> **Your goal**
Copy the records that follow exactly as written, but not their pictures.
* Start The input *
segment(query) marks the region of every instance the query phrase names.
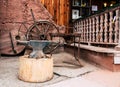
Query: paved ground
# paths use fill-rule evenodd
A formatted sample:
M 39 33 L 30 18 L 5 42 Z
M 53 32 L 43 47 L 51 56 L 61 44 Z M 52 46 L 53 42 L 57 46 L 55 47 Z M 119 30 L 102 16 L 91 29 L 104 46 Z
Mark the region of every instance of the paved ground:
M 0 87 L 120 87 L 120 72 L 98 68 L 68 53 L 54 54 L 54 78 L 44 83 L 18 79 L 19 57 L 0 58 Z

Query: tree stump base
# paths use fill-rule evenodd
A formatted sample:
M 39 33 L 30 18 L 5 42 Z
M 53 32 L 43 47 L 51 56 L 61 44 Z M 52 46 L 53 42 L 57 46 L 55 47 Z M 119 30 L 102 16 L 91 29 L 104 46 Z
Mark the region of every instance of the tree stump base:
M 45 82 L 53 78 L 53 58 L 19 58 L 18 78 L 27 82 Z

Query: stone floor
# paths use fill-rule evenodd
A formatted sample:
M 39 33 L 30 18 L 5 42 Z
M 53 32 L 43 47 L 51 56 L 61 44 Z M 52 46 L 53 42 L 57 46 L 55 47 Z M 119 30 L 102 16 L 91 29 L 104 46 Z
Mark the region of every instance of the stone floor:
M 79 66 L 68 53 L 53 54 L 54 77 L 44 83 L 18 79 L 19 57 L 0 58 L 0 87 L 120 87 L 120 72 L 111 72 L 81 60 Z

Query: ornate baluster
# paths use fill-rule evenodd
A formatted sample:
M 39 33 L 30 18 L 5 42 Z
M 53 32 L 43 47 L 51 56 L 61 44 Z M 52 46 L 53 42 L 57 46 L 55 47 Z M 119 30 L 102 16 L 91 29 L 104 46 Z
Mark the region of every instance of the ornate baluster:
M 95 18 L 93 17 L 92 20 L 93 20 L 92 21 L 93 22 L 93 26 L 92 26 L 92 28 L 93 28 L 93 31 L 92 31 L 93 32 L 93 39 L 92 39 L 92 42 L 94 42 L 95 41 Z
M 89 42 L 91 42 L 92 38 L 91 38 L 91 30 L 92 30 L 92 27 L 91 27 L 91 18 L 89 18 Z
M 88 42 L 88 19 L 86 19 L 86 41 Z
M 108 13 L 105 13 L 105 39 L 104 39 L 104 42 L 107 42 L 108 38 L 107 38 L 107 29 L 108 29 Z
M 118 42 L 118 34 L 119 34 L 119 9 L 116 10 L 116 16 L 115 16 L 115 43 Z
M 113 31 L 113 12 L 110 12 L 110 23 L 109 23 L 109 43 L 111 43 L 113 40 L 112 40 L 112 31 Z
M 100 16 L 100 42 L 103 42 L 103 15 Z
M 85 31 L 85 20 L 83 21 L 83 30 L 84 30 L 84 36 L 83 36 L 83 38 L 84 38 L 84 42 L 85 42 L 85 41 L 86 41 L 86 39 L 85 39 L 85 37 L 86 37 L 86 36 L 85 36 L 85 32 L 86 32 L 86 31 Z
M 96 42 L 99 41 L 99 16 L 96 17 Z
M 84 28 L 83 28 L 83 21 L 81 21 L 81 39 L 82 42 L 84 41 Z

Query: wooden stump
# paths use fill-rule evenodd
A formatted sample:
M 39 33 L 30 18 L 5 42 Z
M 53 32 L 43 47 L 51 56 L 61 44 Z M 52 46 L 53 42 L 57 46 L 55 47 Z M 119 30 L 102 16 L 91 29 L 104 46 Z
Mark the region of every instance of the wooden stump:
M 19 58 L 19 79 L 27 82 L 45 82 L 53 78 L 53 58 Z

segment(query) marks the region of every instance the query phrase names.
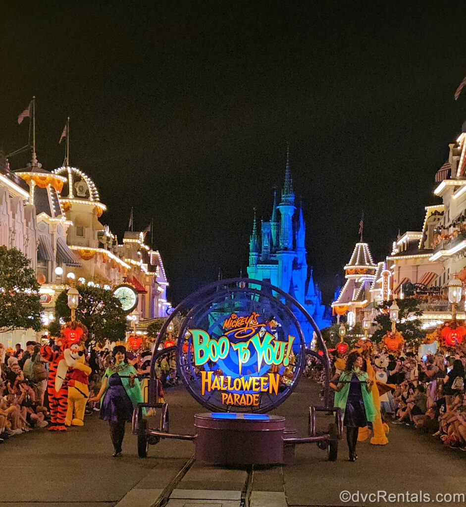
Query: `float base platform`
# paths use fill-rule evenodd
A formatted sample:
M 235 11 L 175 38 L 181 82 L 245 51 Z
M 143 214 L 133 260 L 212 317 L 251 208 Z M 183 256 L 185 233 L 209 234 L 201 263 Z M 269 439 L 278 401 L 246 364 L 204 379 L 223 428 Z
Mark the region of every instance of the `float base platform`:
M 197 414 L 196 459 L 209 464 L 267 465 L 283 461 L 285 418 L 234 412 Z

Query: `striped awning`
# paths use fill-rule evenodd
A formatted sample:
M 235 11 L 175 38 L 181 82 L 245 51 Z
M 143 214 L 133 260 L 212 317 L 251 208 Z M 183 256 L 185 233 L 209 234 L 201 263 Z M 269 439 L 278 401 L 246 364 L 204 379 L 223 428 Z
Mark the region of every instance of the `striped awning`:
M 39 246 L 38 248 L 38 257 L 41 261 L 53 261 L 53 249 L 52 240 L 47 234 L 39 234 Z
M 130 276 L 127 278 L 127 280 L 130 283 L 134 286 L 134 288 L 136 289 L 136 292 L 138 293 L 139 294 L 147 294 L 147 291 L 146 290 L 146 287 L 142 283 L 136 278 L 135 276 Z
M 423 275 L 421 277 L 420 279 L 418 281 L 418 283 L 422 283 L 423 285 L 428 286 L 430 283 L 432 283 L 433 280 L 435 278 L 437 277 L 437 275 L 435 273 L 433 273 L 432 271 L 427 271 L 426 273 L 424 273 Z
M 74 266 L 79 268 L 81 265 L 74 252 L 70 250 L 66 241 L 60 237 L 57 238 L 57 260 L 61 261 L 66 266 Z
M 448 177 L 449 173 L 451 170 L 451 164 L 447 160 L 445 164 L 437 171 L 435 175 L 435 180 L 438 183 L 443 182 Z
M 409 281 L 411 281 L 411 280 L 409 279 L 409 278 L 408 278 L 407 276 L 405 276 L 404 278 L 402 278 L 401 280 L 400 280 L 400 283 L 397 285 L 396 287 L 395 287 L 395 288 L 393 288 L 393 294 L 398 294 L 398 293 L 400 292 L 400 289 L 401 288 L 401 286 L 404 283 L 406 283 L 406 282 L 409 282 Z

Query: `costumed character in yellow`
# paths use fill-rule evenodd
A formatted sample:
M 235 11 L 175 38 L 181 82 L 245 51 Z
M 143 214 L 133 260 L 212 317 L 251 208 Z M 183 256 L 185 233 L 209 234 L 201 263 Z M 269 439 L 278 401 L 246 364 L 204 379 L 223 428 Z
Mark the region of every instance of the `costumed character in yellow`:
* End The input *
> **Exercise result**
segment(query) marks the region of every instance the query phrase names.
Query: paved ground
# paths use fill-rule evenodd
A formatted sample:
M 39 33 L 30 18 L 5 42 Z
M 53 32 L 43 47 L 51 56 L 61 44 Z M 52 46 L 53 42 L 57 46 L 55 47 Z M 119 30 L 102 16 L 91 29 L 104 46 Z
Mark the region of every instance of the paved ground:
M 0 87 L 120 87 L 120 72 L 98 68 L 68 53 L 54 54 L 54 78 L 44 83 L 18 79 L 19 57 L 0 58 Z

Query: tree stump base
# paths use fill-rule evenodd
A formatted sample:
M 39 33 L 30 18 L 5 42 Z
M 53 32 L 43 47 L 51 56 L 61 44 Z M 52 46 L 53 42 L 57 46 L 55 47 Z M 119 30 L 102 16 L 91 29 L 104 46 Z
Mark the region of every instance of the tree stump base:
M 45 82 L 53 78 L 53 58 L 19 58 L 18 78 L 27 82 Z

Query: stone floor
# paths use fill-rule evenodd
A formatted sample:
M 39 33 L 30 18 L 5 42 Z
M 53 32 L 43 47 L 51 56 L 61 44 Z M 52 46 L 53 42 L 57 46 L 55 47 Z M 119 30 L 102 16 L 91 29 L 104 46 Z
Mark the region of every instance of the stone floor:
M 79 66 L 68 53 L 53 54 L 54 77 L 44 83 L 18 79 L 19 57 L 0 58 L 0 87 L 120 87 L 120 72 L 111 72 L 81 60 Z

Query: ornate baluster
# paths use fill-rule evenodd
A formatted sample:
M 39 33 L 30 18 L 5 42 Z
M 53 32 L 43 47 L 51 56 L 61 44 Z M 52 46 L 53 42 L 57 46 L 55 47 Z M 119 30 L 102 16 L 91 29 L 104 46 Z
Mark the region of every instance of the ornate baluster:
M 95 18 L 93 17 L 92 20 L 93 20 L 92 21 L 93 22 L 93 26 L 92 26 L 92 28 L 93 28 L 93 31 L 92 31 L 93 32 L 93 39 L 92 39 L 92 42 L 94 42 L 95 41 Z
M 89 42 L 91 42 L 92 38 L 91 38 L 91 30 L 92 30 L 92 27 L 91 27 L 91 18 L 89 18 Z
M 88 42 L 88 19 L 86 19 L 86 41 Z
M 108 13 L 105 13 L 105 39 L 104 39 L 104 42 L 107 42 L 108 38 L 107 38 L 107 29 L 108 29 Z
M 118 42 L 118 34 L 119 34 L 119 9 L 116 10 L 116 16 L 115 16 L 115 43 Z
M 113 31 L 113 12 L 110 12 L 110 23 L 109 23 L 109 43 L 111 43 L 113 40 L 112 40 L 112 31 Z
M 100 16 L 100 42 L 103 42 L 103 15 Z
M 85 31 L 85 20 L 83 21 L 83 30 L 84 30 L 84 36 L 83 36 L 83 38 L 84 38 L 84 42 L 85 42 L 85 41 L 86 41 L 86 39 L 85 39 L 85 37 L 86 37 L 86 36 L 85 36 L 85 32 L 86 32 L 86 31 Z
M 96 42 L 99 41 L 99 16 L 96 17 Z
M 84 28 L 83 28 L 83 21 L 81 21 L 81 39 L 82 42 L 84 41 Z

Query: wooden stump
# paths use fill-rule evenodd
A formatted sample:
M 39 33 L 30 18 L 5 42 Z
M 53 32 L 43 47 L 51 56 L 61 44 Z M 52 46 L 53 42 L 57 46 L 55 47 Z M 119 30 L 102 16 L 91 29 L 104 46 Z
Mark the region of every instance of the wooden stump:
M 19 58 L 19 79 L 27 82 L 45 82 L 53 78 L 53 58 Z

segment(query) marks the region of every instance the query phrase names.
Query: `float base platform`
# paths use fill-rule evenodd
A formatted sample:
M 235 11 L 175 38 L 181 82 L 245 51 Z
M 143 214 L 133 260 L 212 317 L 251 208 Z M 183 256 L 185 233 L 209 234 L 201 263 Z M 269 439 L 278 401 L 246 364 L 204 379 L 223 428 Z
Mark the region of every instance of the `float base platform`:
M 197 414 L 196 459 L 209 464 L 267 465 L 283 461 L 285 418 L 234 412 Z

Query: `striped awning`
# paths use fill-rule evenodd
A formatted sample:
M 235 11 L 175 38 L 181 82 L 245 51 Z
M 143 214 L 133 260 L 212 317 L 251 208 Z M 183 256 L 185 233 L 209 234 L 201 263 Z M 269 439 L 278 401 L 246 364 L 204 379 L 223 428 Z
Mark the region of every instance of the `striped awning`:
M 39 246 L 38 248 L 38 257 L 41 261 L 53 261 L 53 249 L 52 240 L 47 234 L 39 234 Z
M 130 276 L 127 278 L 127 280 L 130 283 L 134 286 L 134 288 L 136 289 L 136 292 L 138 293 L 139 294 L 147 294 L 147 291 L 146 290 L 146 287 L 142 283 L 136 278 L 135 276 Z
M 423 275 L 421 277 L 420 279 L 418 281 L 418 283 L 422 283 L 423 285 L 428 286 L 430 283 L 432 283 L 433 280 L 435 278 L 437 277 L 437 275 L 435 273 L 433 273 L 432 271 L 427 271 L 426 273 L 424 273 Z
M 74 266 L 79 268 L 81 265 L 74 252 L 70 250 L 66 241 L 60 237 L 57 238 L 57 260 L 61 261 L 66 266 Z
M 448 177 L 449 173 L 451 170 L 451 164 L 447 160 L 445 164 L 437 171 L 435 175 L 435 180 L 438 183 L 443 182 Z
M 409 281 L 411 281 L 411 280 L 409 279 L 409 278 L 408 278 L 407 276 L 405 276 L 404 278 L 402 278 L 401 280 L 400 280 L 400 283 L 397 285 L 396 287 L 395 287 L 395 288 L 393 288 L 393 294 L 398 294 L 398 293 L 400 292 L 400 289 L 401 288 L 401 286 L 404 283 L 406 283 L 406 282 L 409 282 Z

Query: `costumed character in yellow`
# paths use fill-rule evenodd
A formatted sample:
M 235 11 L 175 38 L 181 82 L 245 51 Z
M 143 214 L 133 260 L 212 317 L 251 208 Z M 183 256 L 185 233 L 209 234 L 201 263 Z M 269 439 L 278 401 L 246 364 L 204 379 L 223 428 Z
Mark the region of every instance of the `costumed character in yellow`:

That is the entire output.